Rewrite the listing below with every "pin" replaced by "mark", changing nothing else.

>>>

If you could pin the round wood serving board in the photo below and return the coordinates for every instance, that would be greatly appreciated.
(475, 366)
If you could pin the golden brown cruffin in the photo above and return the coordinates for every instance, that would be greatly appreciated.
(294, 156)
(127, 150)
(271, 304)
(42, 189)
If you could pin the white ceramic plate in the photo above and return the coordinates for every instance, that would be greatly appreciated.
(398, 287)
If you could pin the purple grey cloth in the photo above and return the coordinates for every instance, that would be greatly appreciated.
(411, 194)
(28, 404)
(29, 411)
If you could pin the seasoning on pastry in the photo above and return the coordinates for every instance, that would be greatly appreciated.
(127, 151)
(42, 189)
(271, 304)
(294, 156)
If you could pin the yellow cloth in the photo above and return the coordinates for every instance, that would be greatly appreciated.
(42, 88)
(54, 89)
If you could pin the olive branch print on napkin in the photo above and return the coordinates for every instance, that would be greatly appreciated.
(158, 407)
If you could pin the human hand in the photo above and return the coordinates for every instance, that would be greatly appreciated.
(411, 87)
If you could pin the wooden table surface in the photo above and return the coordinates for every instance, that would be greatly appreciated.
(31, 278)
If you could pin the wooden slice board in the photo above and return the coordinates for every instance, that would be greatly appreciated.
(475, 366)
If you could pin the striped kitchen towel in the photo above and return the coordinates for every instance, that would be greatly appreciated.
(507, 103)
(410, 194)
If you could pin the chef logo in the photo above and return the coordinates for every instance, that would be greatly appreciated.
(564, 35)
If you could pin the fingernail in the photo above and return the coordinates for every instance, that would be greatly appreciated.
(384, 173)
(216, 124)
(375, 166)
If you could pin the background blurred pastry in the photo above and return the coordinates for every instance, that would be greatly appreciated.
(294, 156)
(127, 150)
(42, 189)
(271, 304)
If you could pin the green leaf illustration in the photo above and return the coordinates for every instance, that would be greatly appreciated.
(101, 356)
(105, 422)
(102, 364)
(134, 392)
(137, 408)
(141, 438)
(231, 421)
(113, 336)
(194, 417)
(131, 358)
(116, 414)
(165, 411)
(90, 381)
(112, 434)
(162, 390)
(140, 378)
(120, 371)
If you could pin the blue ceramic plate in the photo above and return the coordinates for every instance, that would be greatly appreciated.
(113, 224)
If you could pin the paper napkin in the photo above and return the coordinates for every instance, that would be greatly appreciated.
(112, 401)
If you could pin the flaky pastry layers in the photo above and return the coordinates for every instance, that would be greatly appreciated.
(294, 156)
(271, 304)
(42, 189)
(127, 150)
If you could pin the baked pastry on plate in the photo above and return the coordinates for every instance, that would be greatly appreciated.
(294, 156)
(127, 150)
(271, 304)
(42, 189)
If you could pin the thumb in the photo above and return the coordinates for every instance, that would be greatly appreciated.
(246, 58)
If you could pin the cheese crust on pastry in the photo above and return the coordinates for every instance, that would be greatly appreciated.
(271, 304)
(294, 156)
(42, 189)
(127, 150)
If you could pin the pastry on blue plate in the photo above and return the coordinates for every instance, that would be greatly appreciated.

<<<

▸ **RESPONSE TO THE TASK**:
If you could mark the round wood serving board in the photo below and return the coordinates for every instance, that would be greatly appreciated.
(475, 366)
If you could mark the golden brown cruffin in the photo above and return the coordinates for every instance, that would be greatly appreciated.
(294, 156)
(127, 150)
(271, 304)
(42, 189)
If you could mark the white ceramic plate in the photo above and return the coordinates for every instance, that would be greatly appreciated.
(398, 287)
If you could mark the purple grey cloth in the photo above and return the coordinates for every instance, that would be greatly appreciated.
(411, 194)
(28, 404)
(29, 411)
If you could mark the seasoning on pastry in the photo above and return the coordinates for every instance, that would be greatly appreciated.
(127, 151)
(42, 189)
(271, 304)
(294, 156)
If you could mark the yellow cloth in the photo above and return the coordinates for every instance, that would be greatly appreciated.
(42, 88)
(54, 89)
If you could mark the olive branch print on napkin in the photo above and return the coordinates for every instance, that would be greatly appreciated.
(158, 407)
If you could mark the human hand in the photo above and return the coordinates for every instance, that would be greatly appreciated.
(411, 87)
If you could mark the wooden table surface in the photo above and return the coordinates for every instance, that would be greatly appreciated.
(31, 278)
If you could mark the wooden slice board in the photo above and return the coordinates for every instance, that would be greatly appreciated.
(475, 366)
If you could mark the striped kitchen towel in the photo above and return the coordinates for every instance, that would be greatly appreciated.
(507, 103)
(410, 194)
If you could mark the chef logo in the photo above and return the coordinates for every instance, that would be greatly appreciated.
(564, 35)
If you could mark the fingernail in the photo above and return the coordinates for every instance, that would be greatly appreciated.
(384, 173)
(216, 124)
(375, 166)
If you could mark the background blurred pastry in the photo above and return the coordinates for every instance, that would be greatly appreciated.
(294, 156)
(127, 150)
(42, 189)
(271, 304)
If you could mark the green leaf illustration in the photo above and return the coordinates for every instance, that would be greatly appreciated.
(101, 356)
(105, 422)
(102, 364)
(134, 392)
(137, 408)
(141, 438)
(231, 421)
(113, 336)
(194, 417)
(131, 358)
(116, 414)
(165, 411)
(90, 381)
(112, 434)
(162, 390)
(140, 378)
(120, 371)
If you could mark the blue ceramic plate in the photo above and return the coordinates for every instance, that would be greatly appreciated.
(113, 224)
If you could mark the paper napkin in the photo above and return the coordinates for every instance, that would be greatly appreciated.
(112, 401)
If you could mark the flaky pastry layers in the photo above and return the coordinates for every instance, that would be greatly appreciated.
(294, 156)
(271, 304)
(42, 189)
(127, 150)
If you could mark the baked pastry on plate in the photo above and return the coordinates for every instance, that would be greatly appreciated.
(294, 156)
(127, 150)
(271, 304)
(42, 189)
If you could mark the thumb in the photo above and return the coordinates for every instance, that would be greatly appreciated.
(246, 58)
If you could mark the cheese crust on pastry in the photo above and return the coordinates for every instance, that would be greatly appreciated.
(271, 304)
(294, 156)
(42, 189)
(127, 150)
If you could mark the pastry on blue plate in the photo above and return the coordinates for every instance, that would be greatly appreciated.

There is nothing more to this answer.